## Problem description
Wherever a line in the records contains the word "instance", return that line.

════════════════════

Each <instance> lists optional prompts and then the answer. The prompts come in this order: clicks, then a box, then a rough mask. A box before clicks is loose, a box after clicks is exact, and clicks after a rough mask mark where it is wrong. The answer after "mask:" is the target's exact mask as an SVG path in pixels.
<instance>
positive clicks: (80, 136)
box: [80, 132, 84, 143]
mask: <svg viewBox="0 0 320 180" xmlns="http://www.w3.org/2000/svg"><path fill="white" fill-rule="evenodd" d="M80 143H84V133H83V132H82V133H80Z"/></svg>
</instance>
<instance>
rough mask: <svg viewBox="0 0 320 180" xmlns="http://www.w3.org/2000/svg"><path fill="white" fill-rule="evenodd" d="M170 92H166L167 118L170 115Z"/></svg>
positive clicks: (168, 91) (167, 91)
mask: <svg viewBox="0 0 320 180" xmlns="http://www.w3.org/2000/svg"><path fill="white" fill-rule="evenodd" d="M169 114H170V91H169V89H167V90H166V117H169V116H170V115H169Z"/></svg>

════════════════════

## Exercise output
Each <instance> lists optional prompts and then the answer. The prompts come in this order: clicks, then a box, then a rough mask. A box before clicks is loose, a box after clicks is exact, and clicks after a rough mask mark where it is wrong. The answer after "mask:" is the target's exact mask as an SVG path in pixels.
<instance>
</instance>
<instance>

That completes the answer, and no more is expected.